START DATA FOR ANALYSIS

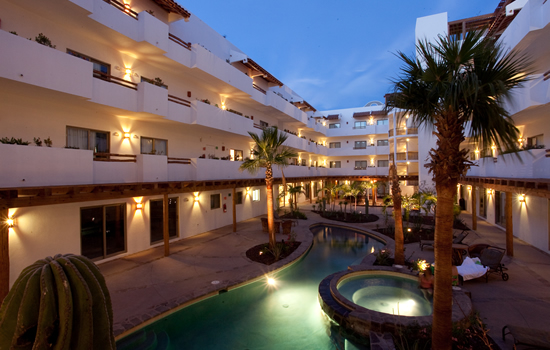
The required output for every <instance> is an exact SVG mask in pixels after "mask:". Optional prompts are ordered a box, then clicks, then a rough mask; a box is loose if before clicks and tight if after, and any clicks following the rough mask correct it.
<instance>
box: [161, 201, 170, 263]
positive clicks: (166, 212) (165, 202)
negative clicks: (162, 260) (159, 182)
mask: <svg viewBox="0 0 550 350" xmlns="http://www.w3.org/2000/svg"><path fill="white" fill-rule="evenodd" d="M162 214H163V220H162V223H163V225H162V233H163V236H164V256H169V255H170V230H169V226H168V225H169V220H168V218H169V212H168V193H165V194H164V199H163V201H162Z"/></svg>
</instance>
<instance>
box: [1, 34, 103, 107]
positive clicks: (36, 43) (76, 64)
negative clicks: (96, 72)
mask: <svg viewBox="0 0 550 350" xmlns="http://www.w3.org/2000/svg"><path fill="white" fill-rule="evenodd" d="M0 47H2V48H3V49H2V50H0V62H2V64H0V77H1V78H5V79H10V80H13V81H18V82H21V83H24V84H30V85H35V86H39V87H42V88H45V89H50V90H55V91H59V92H62V93H66V94H71V95H75V96H79V97H84V98H91V97H92V74H91V72H92V69H93V65H92V63H90V62H86V61H84V60H81V59H79V58H76V57H73V56H69V55H67V54H66V53H64V52H62V51H59V50H56V49H54V48H51V47H47V46H44V45H41V44H39V43H37V42H34V41H31V40H27V39H26V38H23V37H19V36H17V35H14V34H11V33H8V32H6V31H3V30H0Z"/></svg>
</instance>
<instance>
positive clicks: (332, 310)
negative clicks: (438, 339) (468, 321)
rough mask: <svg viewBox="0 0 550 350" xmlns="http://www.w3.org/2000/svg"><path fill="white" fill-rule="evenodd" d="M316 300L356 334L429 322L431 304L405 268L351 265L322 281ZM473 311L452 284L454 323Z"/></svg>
mask: <svg viewBox="0 0 550 350" xmlns="http://www.w3.org/2000/svg"><path fill="white" fill-rule="evenodd" d="M319 302H320V304H321V308H322V309H323V311H324V312H325V314H326V315H327V316H328V317H330V319H332V320H333V321H334V322H336V323H337V324H339V325H340V326H341V327H342V328H343V329H344V330H345V331H346V332H347V333H349V334H350V335H352V336H357V337H368V336H369V333H370V331H374V332H378V333H384V332H390V333H393V334H395V333H396V329H399V328H401V327H406V326H408V325H413V324H414V325H417V326H427V325H430V324H431V323H432V303H431V302H430V301H428V300H427V299H426V297H424V294H423V293H422V291H421V290H420V289H419V288H418V277H417V274H416V273H415V272H412V271H409V270H408V269H404V268H396V267H386V266H370V265H357V266H350V267H349V268H348V270H347V271H342V272H338V273H335V274H332V275H330V276H327V277H326V278H325V279H324V280H323V281H321V283H320V284H319ZM472 311H473V308H472V302H471V300H470V298H469V296H468V295H467V294H466V293H465V292H464V291H463V290H462V289H460V288H457V287H453V318H452V319H453V322H455V321H461V320H463V319H464V318H467V317H468V316H469V315H470V314H471V313H472Z"/></svg>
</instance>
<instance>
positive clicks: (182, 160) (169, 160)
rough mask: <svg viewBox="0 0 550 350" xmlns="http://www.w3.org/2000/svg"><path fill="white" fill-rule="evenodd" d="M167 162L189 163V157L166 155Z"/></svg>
mask: <svg viewBox="0 0 550 350" xmlns="http://www.w3.org/2000/svg"><path fill="white" fill-rule="evenodd" d="M168 164H191V159H189V158H176V157H168Z"/></svg>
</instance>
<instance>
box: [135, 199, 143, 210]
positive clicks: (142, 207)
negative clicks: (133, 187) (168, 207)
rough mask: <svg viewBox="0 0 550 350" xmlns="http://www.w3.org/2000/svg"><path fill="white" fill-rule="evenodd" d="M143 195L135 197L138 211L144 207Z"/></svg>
mask: <svg viewBox="0 0 550 350" xmlns="http://www.w3.org/2000/svg"><path fill="white" fill-rule="evenodd" d="M142 201H143V197H134V202H136V211H140V210H142V209H143V203H142Z"/></svg>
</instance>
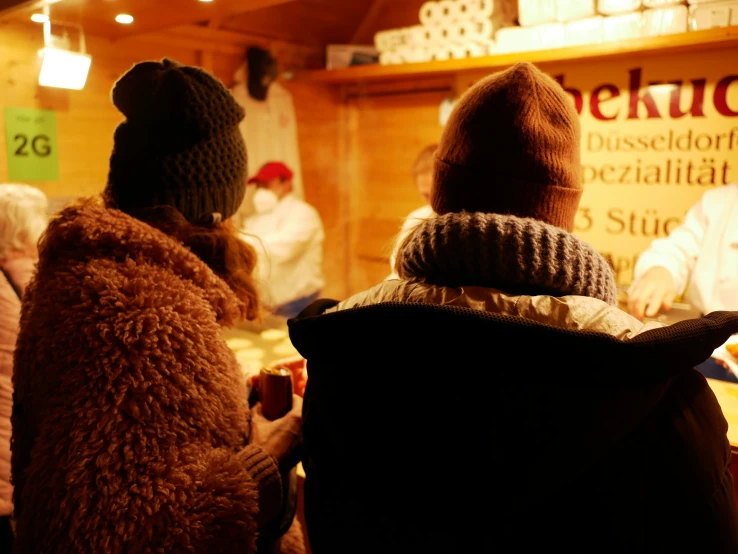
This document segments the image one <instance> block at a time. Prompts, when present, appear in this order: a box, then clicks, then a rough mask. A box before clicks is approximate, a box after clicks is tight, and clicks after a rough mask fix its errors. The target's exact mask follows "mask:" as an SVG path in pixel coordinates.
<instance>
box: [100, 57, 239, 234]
mask: <svg viewBox="0 0 738 554" xmlns="http://www.w3.org/2000/svg"><path fill="white" fill-rule="evenodd" d="M112 96H113V103H114V104H115V106H116V107H117V108H118V109H119V110H120V111H121V112H122V113H123V115H125V116H126V121H124V122H123V123H121V124H120V125H119V126H118V128H117V129H116V130H115V136H114V146H113V153H112V156H111V157H110V172H109V174H108V186H107V188H106V189H105V198H106V200H107V201H108V203H109V205H111V206H113V207H115V208H118V209H120V210H122V211H124V212H126V213H129V214H131V215H134V216H135V215H136V214H138V213H140V212H141V211H143V210H145V209H146V208H152V207H155V206H173V207H175V208H177V210H179V211H180V212H181V213H182V215H184V217H185V218H186V219H187V220H188V221H190V222H191V223H207V222H210V221H213V220H216V221H217V219H218V216H217V215H215V216H214V215H213V214H220V218H222V219H224V220H225V219H228V218H229V217H231V216H232V215H233V214H235V213H236V211H237V210H238V208H239V206H240V205H241V201H242V200H243V196H244V194H245V191H246V175H247V167H246V145H245V144H244V141H243V137H242V136H241V133H240V131H239V129H238V124H239V122H240V121H241V120H242V119H243V117H244V110H243V108H242V107H241V106H240V105H239V104H238V103H237V102H236V101H235V99H234V98H233V97H232V96H231V94H230V92H228V90H227V89H226V88H225V87H224V86H223V84H222V83H221V82H220V81H218V80H217V79H216V78H215V77H213V76H211V75H210V74H208V73H207V72H205V71H203V70H202V69H199V68H197V67H189V66H183V65H180V64H178V63H177V62H174V61H172V60H168V59H164V60H162V61H161V62H151V61H150V62H143V63H139V64H137V65H135V66H134V67H133V68H132V69H131V70H130V71H128V72H127V73H126V74H125V75H123V76H122V77H121V78H120V79H119V80H118V82H117V83H116V84H115V86H114V87H113V93H112Z"/></svg>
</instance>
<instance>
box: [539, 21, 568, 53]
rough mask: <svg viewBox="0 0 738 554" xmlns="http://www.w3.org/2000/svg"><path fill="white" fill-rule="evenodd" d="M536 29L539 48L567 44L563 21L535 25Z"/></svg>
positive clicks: (545, 48) (554, 46)
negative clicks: (565, 35)
mask: <svg viewBox="0 0 738 554" xmlns="http://www.w3.org/2000/svg"><path fill="white" fill-rule="evenodd" d="M534 29H536V30H537V31H538V39H537V41H536V43H537V44H538V48H540V49H542V50H548V49H553V48H563V46H564V44H565V40H564V24H563V23H544V24H543V25H538V26H537V27H534Z"/></svg>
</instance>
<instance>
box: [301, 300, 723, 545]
mask: <svg viewBox="0 0 738 554" xmlns="http://www.w3.org/2000/svg"><path fill="white" fill-rule="evenodd" d="M333 305H335V302H330V301H319V302H317V303H316V304H314V305H313V306H311V307H310V308H308V309H307V310H306V311H305V312H303V314H301V316H300V317H299V318H297V319H294V320H291V321H290V322H289V327H290V338H291V340H292V342H293V344H294V345H295V347H296V348H297V349H298V350H299V352H300V353H301V354H302V355H303V356H304V357H305V358H306V359H307V360H308V375H309V378H308V385H307V390H306V394H305V404H304V438H305V448H306V458H305V460H304V465H305V469H306V472H307V481H306V486H305V487H306V488H305V510H306V519H307V527H308V535H309V538H310V542H311V545H312V547H313V551H314V552H315V553H316V554H322V553H325V552H345V553H363V552H372V553H392V552H398V553H399V552H403V553H405V552H419V553H431V552H439V553H441V552H443V553H455V552H458V553H473V552H504V553H507V552H526V553H527V552H543V551H544V549H545V551H551V552H569V553H570V552H587V553H601V552H623V553H625V552H628V553H630V552H637V553H646V552H648V553H656V552H663V553H668V554H675V553H685V554H687V553H690V554H691V553H695V554H696V553H705V554H707V553H726V554H727V553H733V554H734V553H736V552H738V516H737V515H736V500H735V496H734V489H733V480H732V477H731V474H730V472H729V463H730V449H729V444H728V440H727V437H726V432H727V423H726V421H725V419H724V417H723V415H722V412H721V409H720V407H719V405H718V403H717V401H716V399H715V396H714V395H713V393H712V391H711V390H710V388H709V386H708V384H707V382H706V380H705V379H704V377H702V375H700V374H699V373H698V372H697V371H695V370H693V369H691V368H692V367H693V366H694V365H696V364H698V363H700V362H702V361H703V360H705V359H707V358H708V357H709V356H710V354H711V352H712V351H713V350H714V349H715V348H716V347H717V346H719V345H720V344H722V343H723V342H725V340H727V338H728V337H729V336H730V335H731V334H733V333H736V332H738V313H715V314H711V315H709V316H707V317H705V318H702V319H699V320H692V321H687V322H682V323H679V324H676V325H673V326H671V327H666V328H661V329H655V330H651V331H646V332H643V333H641V334H639V335H637V336H635V337H632V338H629V339H624V340H619V339H618V338H614V337H613V336H610V335H607V334H603V333H598V332H592V331H587V330H580V331H573V330H569V329H563V328H558V327H554V326H552V325H546V324H541V323H536V322H533V321H531V320H529V319H525V318H522V317H515V316H509V315H499V314H493V313H489V312H484V311H477V310H471V309H466V308H459V307H449V306H438V305H429V304H413V303H397V302H389V303H381V304H377V305H372V306H367V307H359V308H353V309H347V310H344V311H339V312H336V313H330V314H323V312H324V310H325V309H327V308H329V307H331V306H333ZM321 314H322V315H321Z"/></svg>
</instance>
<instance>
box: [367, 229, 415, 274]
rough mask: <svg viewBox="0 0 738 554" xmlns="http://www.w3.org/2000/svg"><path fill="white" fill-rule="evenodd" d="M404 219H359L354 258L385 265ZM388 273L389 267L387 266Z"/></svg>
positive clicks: (391, 249)
mask: <svg viewBox="0 0 738 554" xmlns="http://www.w3.org/2000/svg"><path fill="white" fill-rule="evenodd" d="M404 219H405V218H404V217H395V218H390V219H381V218H372V219H360V220H359V221H358V222H357V223H356V224H357V225H358V231H357V232H358V235H359V236H358V241H357V245H356V256H357V257H359V258H362V259H364V260H373V261H379V262H382V263H384V264H385V265H387V260H389V257H390V254H392V247H393V246H394V244H395V239H396V238H397V235H398V233H399V231H400V227H402V222H403V221H404ZM387 271H388V272H389V266H388V265H387Z"/></svg>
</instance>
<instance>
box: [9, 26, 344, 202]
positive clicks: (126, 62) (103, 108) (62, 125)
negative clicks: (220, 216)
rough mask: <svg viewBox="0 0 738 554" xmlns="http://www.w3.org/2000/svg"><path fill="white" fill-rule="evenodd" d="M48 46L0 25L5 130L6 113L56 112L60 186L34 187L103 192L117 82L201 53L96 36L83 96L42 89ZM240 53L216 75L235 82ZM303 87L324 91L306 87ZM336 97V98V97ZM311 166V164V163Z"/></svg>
mask: <svg viewBox="0 0 738 554" xmlns="http://www.w3.org/2000/svg"><path fill="white" fill-rule="evenodd" d="M41 46H42V36H41V29H40V27H39V26H37V25H34V24H30V23H29V24H15V23H0V67H1V68H2V69H0V75H2V77H3V86H2V87H0V128H1V127H3V126H4V124H3V122H2V118H3V108H5V107H19V108H22V107H26V108H44V109H51V110H55V111H56V115H57V132H58V137H59V169H60V179H59V181H58V182H39V183H34V184H36V185H38V186H39V188H41V189H42V190H44V191H45V192H46V193H47V194H48V195H49V196H50V197H57V198H58V197H68V196H84V195H91V194H96V193H98V192H100V191H101V190H102V189H103V187H104V185H105V182H106V179H107V171H108V160H109V157H110V152H111V149H112V145H113V131H114V130H115V127H116V126H117V125H118V123H119V122H120V121H122V119H123V116H122V115H121V114H120V113H119V112H118V110H117V109H116V108H115V107H114V106H113V104H112V102H111V100H110V91H111V88H112V86H113V84H114V83H115V81H116V79H118V77H120V75H122V74H123V73H124V72H126V71H127V70H128V69H130V67H131V66H132V65H134V64H135V63H137V62H140V61H142V60H146V59H161V58H162V57H164V56H169V57H172V58H174V59H176V60H178V61H180V62H182V63H184V64H194V65H196V64H198V63H200V61H201V55H200V52H198V51H196V50H194V49H192V48H186V47H183V46H180V45H176V44H172V43H166V42H162V41H149V40H138V39H126V40H125V47H121V46H120V44H119V43H118V42H115V41H112V40H108V39H100V38H96V37H94V36H92V37H89V39H88V49H89V51H90V53H91V55H92V66H91V69H90V75H89V78H88V82H87V85H86V86H85V88H84V89H83V90H81V91H65V90H60V89H49V88H44V87H39V86H38V84H37V78H38V74H37V65H36V56H37V51H38V49H39V48H40V47H41ZM236 52H237V53H235V54H224V53H218V52H215V53H213V54H212V56H211V58H212V59H211V62H212V65H213V72H214V74H215V75H216V76H217V77H218V78H219V79H221V80H222V81H224V82H226V83H227V82H229V81H230V80H231V78H232V76H233V72H234V71H235V69H236V68H237V67H238V65H239V64H240V63H241V62H242V60H243V51H242V50H241V49H238V50H237V51H236ZM298 88H305V89H310V88H312V89H321V88H322V87H315V86H304V85H303V86H302V87H298ZM333 94H335V93H333ZM306 165H309V161H308V164H306ZM7 178H8V175H7V154H6V148H5V133H4V132H0V181H5V180H7Z"/></svg>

END DATA FOR ANALYSIS

List every line of the records that contains the word "positive", copying each line in full. Case counts.

## [RESPONSE]
positive clicks: (166, 212) (165, 202)
positive clicks: (36, 43) (76, 64)
positive clicks: (332, 310)
positive clicks: (182, 160) (169, 160)
positive clicks: (142, 207)
positive clicks: (545, 48) (554, 46)
positive clicks: (391, 249)
positive clicks: (126, 62) (103, 108) (62, 125)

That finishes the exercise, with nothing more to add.